'''

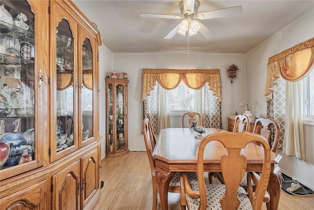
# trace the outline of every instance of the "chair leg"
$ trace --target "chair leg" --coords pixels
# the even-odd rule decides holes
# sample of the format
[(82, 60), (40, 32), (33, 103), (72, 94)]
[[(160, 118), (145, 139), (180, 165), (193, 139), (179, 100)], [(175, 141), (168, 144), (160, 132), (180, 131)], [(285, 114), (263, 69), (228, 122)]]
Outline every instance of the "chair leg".
[(212, 178), (214, 177), (214, 174), (213, 172), (208, 173), (208, 181), (209, 184), (212, 184)]
[(157, 210), (157, 184), (156, 180), (153, 180), (153, 210)]
[(185, 189), (182, 174), (180, 175), (180, 204), (181, 210), (186, 210), (186, 198), (185, 198)]
[[(220, 174), (221, 174), (221, 175), (220, 175)], [(215, 175), (215, 177), (216, 177), (216, 178), (217, 178), (218, 180), (222, 184), (225, 184), (225, 181), (224, 180), (224, 179), (222, 177), (222, 174), (220, 174), (217, 172), (214, 172), (214, 175)]]

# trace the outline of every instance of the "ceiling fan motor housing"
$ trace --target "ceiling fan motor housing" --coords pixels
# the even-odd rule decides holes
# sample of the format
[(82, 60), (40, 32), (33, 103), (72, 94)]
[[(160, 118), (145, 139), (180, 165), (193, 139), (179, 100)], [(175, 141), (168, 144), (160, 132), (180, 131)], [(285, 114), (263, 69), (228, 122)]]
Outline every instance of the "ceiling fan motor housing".
[[(195, 0), (194, 1), (194, 9), (193, 10), (193, 12), (191, 14), (193, 14), (193, 15), (195, 15), (197, 13), (197, 11), (198, 10), (198, 8), (200, 7), (200, 2), (197, 0)], [(184, 16), (185, 14), (187, 14), (187, 12), (184, 10), (184, 7), (183, 4), (183, 1), (181, 1), (180, 3), (179, 4), (179, 8), (180, 9), (180, 11), (181, 11), (181, 15), (183, 16)]]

'''

§ Task directions
Which lines above contain the word "every"? Pick out each of them and copy it in full.

§ Result of this exercise
# trace the outline of every instance of the "chair leg"
Outline every instance of the "chair leg".
# trace the outline of every instance of the "ceiling fan motor housing"
Outline every instance of the "ceiling fan motor housing".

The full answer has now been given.